[Records for this exercise]
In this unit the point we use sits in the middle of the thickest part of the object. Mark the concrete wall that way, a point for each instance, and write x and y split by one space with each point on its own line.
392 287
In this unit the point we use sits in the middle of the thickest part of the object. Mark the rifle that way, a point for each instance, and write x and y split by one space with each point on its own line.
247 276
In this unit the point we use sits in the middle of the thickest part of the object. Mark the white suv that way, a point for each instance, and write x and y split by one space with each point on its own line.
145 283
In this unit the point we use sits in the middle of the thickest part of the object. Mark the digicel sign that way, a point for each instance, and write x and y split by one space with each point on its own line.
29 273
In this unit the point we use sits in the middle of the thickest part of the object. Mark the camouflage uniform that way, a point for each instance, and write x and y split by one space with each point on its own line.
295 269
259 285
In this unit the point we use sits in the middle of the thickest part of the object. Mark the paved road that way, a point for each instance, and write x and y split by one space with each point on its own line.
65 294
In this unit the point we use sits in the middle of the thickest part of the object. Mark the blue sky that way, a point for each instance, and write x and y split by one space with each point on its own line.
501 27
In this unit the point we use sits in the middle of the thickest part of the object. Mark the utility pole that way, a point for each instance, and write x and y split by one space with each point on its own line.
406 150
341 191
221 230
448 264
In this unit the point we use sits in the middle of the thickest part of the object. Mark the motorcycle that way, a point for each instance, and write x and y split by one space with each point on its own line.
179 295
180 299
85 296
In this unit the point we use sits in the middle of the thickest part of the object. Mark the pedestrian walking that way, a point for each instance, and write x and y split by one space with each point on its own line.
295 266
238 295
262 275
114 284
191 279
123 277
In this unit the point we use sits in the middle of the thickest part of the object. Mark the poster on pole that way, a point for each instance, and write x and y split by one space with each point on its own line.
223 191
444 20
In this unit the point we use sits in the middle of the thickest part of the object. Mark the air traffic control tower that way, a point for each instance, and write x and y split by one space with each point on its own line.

[Given exercise]
Extract each entry in full and write it down exactly.

[Solution for this exercise]
In this unit the point we use sits in the middle of the thickest part of the object. Mark the concrete wall that way, a point for each instance, and write x and y split by one space with each point on its own line.
392 287
In this unit the point we use sits in the middle of the thickest part of the object. Mark the rifle that way, a point for each instance, and write x and y split by one space with each point on its own line.
247 276
In this unit the point we use sits in the middle of the thickest part of the object. Mark the white suv that way, a point for each instance, and write x and y split by one space with each point on its own line.
145 283
In this unit the point we use sits in the middle of the thickest part of the object. Mark the digicel sign that way, a point for each instance, and write x and y split by one space with each point on its own line.
29 273
In this unit the point we use sits in the middle of the thickest part of the object. Mark the camouflage uniform that way, a point for each instance, and write x and y split by one space with each point on its own line.
295 269
259 285
In this unit the point we use sits in the middle of the thickest part of the object. Mark the paved road that way, a point for each instance, and write x and y split by one space with each point on its own line.
65 294
In this unit the point we use sits in the middle of the thickest part of the object. Mark the blue sky that way, a point for each instance, and write x and y split by one space with each point on its own line.
501 27
In this unit the point we use sits in the middle of the thickest part of the object. Mark the utility pole that way, a point for each instance, and write x and y split by one space with each point on its own line.
406 150
341 191
221 230
448 264
In this unit the point we use sits in the middle of the thickest part of the object. Mark the motorcycle that way, a point for each instance, and write x and y split by one space with each point on its own line.
179 295
180 299
85 296
In this unit the point we use sits in the middle of the thickest part of the object. Mark the pedestrian walking that way, a point for each instance, and write x and y split by one space with each point on its own line.
295 266
238 295
262 275
114 284
191 279
123 277
In this unit the point we use sits in the middle of the thickest part of the object. Mark the poster on pole that way, a point for each instance, and write x and y split by one space with each point on its own line.
223 191
444 20
In this unit the point we use sits in the middle of the thickest part of the object. Mark the air traffic control tower that way, a point for each instance, and write x and y split by one space with each point on its own line.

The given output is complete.